Dataset rows
[start]

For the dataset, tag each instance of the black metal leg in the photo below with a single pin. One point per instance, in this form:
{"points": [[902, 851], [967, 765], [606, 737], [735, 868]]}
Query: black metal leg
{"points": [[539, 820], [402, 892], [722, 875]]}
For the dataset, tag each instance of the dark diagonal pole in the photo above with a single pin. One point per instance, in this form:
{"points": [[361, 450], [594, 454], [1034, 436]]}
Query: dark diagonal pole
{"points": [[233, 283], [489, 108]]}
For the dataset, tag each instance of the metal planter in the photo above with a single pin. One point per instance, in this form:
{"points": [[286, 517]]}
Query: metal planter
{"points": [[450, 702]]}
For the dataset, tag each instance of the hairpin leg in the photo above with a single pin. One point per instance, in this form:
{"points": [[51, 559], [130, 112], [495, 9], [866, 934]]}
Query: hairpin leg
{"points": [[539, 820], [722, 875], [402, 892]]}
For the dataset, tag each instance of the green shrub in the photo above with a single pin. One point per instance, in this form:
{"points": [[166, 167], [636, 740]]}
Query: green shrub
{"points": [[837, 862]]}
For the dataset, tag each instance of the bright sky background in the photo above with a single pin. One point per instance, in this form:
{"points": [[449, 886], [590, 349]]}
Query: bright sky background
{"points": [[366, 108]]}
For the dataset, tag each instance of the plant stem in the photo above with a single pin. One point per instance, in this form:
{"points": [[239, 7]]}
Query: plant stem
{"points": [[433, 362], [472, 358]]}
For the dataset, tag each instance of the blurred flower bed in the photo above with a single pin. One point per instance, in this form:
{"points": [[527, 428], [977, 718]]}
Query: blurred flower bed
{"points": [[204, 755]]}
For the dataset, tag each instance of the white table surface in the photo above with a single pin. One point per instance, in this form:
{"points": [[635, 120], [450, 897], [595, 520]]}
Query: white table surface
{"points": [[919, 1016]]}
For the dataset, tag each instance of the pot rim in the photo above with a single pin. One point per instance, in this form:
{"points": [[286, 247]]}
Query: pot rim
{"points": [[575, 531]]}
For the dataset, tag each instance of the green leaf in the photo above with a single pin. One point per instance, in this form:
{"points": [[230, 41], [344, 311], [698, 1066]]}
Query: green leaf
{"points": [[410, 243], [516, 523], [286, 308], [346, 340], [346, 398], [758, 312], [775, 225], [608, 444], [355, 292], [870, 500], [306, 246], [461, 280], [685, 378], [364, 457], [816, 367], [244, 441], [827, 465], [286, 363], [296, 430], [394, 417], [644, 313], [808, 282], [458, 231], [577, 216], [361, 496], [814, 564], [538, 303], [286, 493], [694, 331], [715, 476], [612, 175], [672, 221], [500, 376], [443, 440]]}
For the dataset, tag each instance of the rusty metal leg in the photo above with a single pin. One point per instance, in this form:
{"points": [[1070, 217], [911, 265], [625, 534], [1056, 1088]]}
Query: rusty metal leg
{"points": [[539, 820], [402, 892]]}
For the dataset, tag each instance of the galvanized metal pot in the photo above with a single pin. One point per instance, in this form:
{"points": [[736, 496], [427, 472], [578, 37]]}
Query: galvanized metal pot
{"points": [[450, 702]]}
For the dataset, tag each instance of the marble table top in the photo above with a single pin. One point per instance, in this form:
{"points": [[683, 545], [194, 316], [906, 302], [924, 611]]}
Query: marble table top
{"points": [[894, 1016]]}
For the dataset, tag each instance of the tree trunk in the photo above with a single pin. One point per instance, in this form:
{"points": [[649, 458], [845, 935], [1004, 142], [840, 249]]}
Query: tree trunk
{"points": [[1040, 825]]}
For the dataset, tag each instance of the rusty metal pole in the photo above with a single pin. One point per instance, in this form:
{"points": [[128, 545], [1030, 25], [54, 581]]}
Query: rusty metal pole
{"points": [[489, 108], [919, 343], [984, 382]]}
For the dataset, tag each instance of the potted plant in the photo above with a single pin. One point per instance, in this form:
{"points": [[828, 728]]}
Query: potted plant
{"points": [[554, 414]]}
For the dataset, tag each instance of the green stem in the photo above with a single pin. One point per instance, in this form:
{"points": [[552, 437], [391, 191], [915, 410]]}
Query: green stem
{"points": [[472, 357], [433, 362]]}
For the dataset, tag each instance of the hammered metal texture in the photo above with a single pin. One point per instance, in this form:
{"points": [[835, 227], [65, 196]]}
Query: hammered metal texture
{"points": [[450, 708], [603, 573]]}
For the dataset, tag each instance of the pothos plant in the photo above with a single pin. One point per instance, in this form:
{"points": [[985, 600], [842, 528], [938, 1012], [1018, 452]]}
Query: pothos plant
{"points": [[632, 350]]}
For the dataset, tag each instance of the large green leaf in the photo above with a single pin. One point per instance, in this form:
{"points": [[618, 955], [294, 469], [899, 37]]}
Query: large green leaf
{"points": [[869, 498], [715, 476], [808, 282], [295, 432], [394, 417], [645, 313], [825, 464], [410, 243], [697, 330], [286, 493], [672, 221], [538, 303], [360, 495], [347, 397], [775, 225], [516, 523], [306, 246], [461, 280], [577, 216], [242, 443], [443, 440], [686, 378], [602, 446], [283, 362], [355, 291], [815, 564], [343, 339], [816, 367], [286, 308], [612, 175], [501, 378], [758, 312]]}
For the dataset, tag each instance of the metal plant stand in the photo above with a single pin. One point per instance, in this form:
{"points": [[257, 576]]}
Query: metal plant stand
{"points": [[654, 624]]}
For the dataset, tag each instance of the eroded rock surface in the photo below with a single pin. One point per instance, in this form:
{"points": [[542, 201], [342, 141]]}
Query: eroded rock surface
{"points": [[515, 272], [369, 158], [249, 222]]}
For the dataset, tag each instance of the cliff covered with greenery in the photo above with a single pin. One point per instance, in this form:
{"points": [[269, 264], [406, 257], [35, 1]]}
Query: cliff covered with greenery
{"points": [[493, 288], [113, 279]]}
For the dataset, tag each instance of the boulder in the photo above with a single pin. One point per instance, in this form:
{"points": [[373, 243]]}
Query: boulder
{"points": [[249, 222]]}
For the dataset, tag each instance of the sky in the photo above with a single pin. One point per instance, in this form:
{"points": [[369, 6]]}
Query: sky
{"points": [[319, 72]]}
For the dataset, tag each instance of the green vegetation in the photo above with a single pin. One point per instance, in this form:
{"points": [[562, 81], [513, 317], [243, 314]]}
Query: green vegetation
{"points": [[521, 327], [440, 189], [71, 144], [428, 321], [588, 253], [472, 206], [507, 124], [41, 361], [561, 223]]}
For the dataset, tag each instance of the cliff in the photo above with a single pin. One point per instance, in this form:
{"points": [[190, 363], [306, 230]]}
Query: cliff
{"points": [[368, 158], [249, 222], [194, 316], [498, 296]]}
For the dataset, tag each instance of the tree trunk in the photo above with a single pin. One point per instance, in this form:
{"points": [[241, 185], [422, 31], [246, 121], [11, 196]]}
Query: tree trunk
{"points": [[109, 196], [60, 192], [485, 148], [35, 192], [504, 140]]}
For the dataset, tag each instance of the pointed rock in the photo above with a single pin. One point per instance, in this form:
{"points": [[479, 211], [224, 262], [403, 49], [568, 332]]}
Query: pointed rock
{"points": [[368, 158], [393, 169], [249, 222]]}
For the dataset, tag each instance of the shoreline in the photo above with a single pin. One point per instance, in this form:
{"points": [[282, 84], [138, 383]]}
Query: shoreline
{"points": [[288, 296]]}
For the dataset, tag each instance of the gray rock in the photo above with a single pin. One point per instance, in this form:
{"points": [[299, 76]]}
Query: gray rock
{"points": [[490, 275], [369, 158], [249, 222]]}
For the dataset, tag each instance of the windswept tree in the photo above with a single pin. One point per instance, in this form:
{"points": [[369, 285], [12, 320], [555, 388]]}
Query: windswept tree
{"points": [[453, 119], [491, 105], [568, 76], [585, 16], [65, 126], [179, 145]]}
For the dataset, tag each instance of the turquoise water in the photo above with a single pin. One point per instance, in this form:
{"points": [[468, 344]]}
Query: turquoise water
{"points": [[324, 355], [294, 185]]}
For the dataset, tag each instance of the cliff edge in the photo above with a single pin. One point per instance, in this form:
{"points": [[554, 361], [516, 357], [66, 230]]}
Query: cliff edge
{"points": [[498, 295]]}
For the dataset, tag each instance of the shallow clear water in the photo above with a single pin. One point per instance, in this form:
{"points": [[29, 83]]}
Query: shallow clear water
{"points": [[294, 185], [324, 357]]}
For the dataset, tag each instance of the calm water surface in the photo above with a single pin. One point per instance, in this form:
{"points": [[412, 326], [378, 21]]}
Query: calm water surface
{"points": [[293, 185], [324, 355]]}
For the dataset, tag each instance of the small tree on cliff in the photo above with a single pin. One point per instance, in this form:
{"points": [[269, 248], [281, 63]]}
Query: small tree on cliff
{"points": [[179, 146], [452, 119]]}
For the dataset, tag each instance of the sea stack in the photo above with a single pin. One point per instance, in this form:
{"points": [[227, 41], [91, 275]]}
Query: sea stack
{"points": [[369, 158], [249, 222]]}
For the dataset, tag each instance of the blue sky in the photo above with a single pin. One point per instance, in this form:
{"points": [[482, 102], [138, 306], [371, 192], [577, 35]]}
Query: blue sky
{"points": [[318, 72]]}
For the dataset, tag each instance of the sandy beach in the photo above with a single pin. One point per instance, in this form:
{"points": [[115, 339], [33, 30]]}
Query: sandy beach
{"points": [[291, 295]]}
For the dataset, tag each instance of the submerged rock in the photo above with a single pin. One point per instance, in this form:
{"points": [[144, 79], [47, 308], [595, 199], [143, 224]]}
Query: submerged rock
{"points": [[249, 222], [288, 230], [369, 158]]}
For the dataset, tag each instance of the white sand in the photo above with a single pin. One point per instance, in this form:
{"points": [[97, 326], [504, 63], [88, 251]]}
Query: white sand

[end]

### Task requirements
Take every line from the one containing "For the dataset, tag each instance of the blue" to the end of the listing and output it exactly, with nothing else.

### Reply
For the dataset, tag each instance of the blue sky in the photo above with a single pin. One point per instance, in this form:
{"points": [[482, 102], [138, 306], [371, 192], [577, 35]]}
Query: blue sky
{"points": [[318, 72]]}
For the dataset, tag each instance of the sandy beach in the photo above with a single pin. One point per instance, in this form:
{"points": [[115, 339], [33, 30]]}
Query: sandy beach
{"points": [[291, 295]]}
For the dataset, tag each instance of the submerged rock in the photo above with a single pin. One point per instance, in this form:
{"points": [[144, 79], [47, 308], [595, 199], [143, 224]]}
Query: submerged rock
{"points": [[249, 222], [288, 230], [369, 158]]}
For the dataset, tag each instance of the white sand in the photo above with a single pin. One point per instance, in this form:
{"points": [[97, 326], [504, 63], [88, 251]]}
Query: white sand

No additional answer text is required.